(PROVIDED INFORMATION)
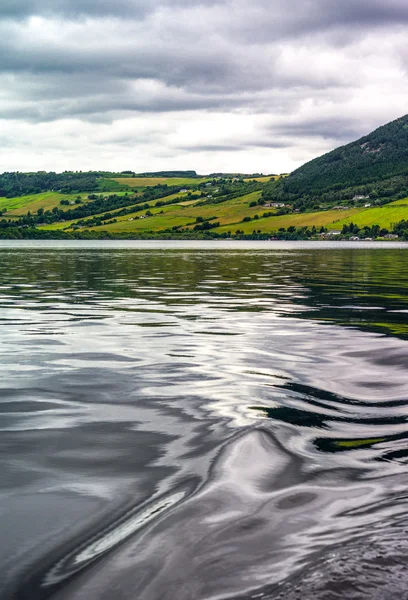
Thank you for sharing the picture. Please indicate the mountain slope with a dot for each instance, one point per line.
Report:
(End PROVIDED INFORMATION)
(PROVIDED INFORMATION)
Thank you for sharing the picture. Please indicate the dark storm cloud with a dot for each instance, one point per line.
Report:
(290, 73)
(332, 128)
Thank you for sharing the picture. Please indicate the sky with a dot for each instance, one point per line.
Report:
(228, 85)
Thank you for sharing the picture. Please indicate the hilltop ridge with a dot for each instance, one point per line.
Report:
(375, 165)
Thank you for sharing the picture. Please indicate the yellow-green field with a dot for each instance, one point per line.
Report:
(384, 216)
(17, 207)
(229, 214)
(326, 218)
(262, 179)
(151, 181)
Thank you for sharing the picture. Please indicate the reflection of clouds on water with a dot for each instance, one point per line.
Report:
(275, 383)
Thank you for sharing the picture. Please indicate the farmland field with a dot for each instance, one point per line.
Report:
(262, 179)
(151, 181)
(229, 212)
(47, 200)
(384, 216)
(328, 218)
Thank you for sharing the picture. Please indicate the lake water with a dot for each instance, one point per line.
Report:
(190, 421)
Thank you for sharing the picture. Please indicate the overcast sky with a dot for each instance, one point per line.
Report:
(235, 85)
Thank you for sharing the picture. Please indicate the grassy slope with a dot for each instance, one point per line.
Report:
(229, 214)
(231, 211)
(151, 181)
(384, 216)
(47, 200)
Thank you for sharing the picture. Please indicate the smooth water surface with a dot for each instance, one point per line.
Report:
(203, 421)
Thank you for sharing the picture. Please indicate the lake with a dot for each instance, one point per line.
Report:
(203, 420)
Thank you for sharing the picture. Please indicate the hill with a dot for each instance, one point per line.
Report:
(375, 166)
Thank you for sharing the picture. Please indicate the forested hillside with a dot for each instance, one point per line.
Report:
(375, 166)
(End PROVIDED INFORMATION)
(PROVIDED INFORMATION)
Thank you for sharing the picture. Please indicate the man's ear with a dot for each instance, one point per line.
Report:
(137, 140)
(End PROVIDED INFORMATION)
> [EXERCISE DETAILS] Where a line above holds the word "field", copy it.

> [REPLY TO THE EXERCISE]
Thank you for sharing the picture. Please indicate the yellow-green field with a dot for each instance, one point per line.
Thank you for sharing the picture. Please indicate the farmland field with a dot for each instance, one point per line.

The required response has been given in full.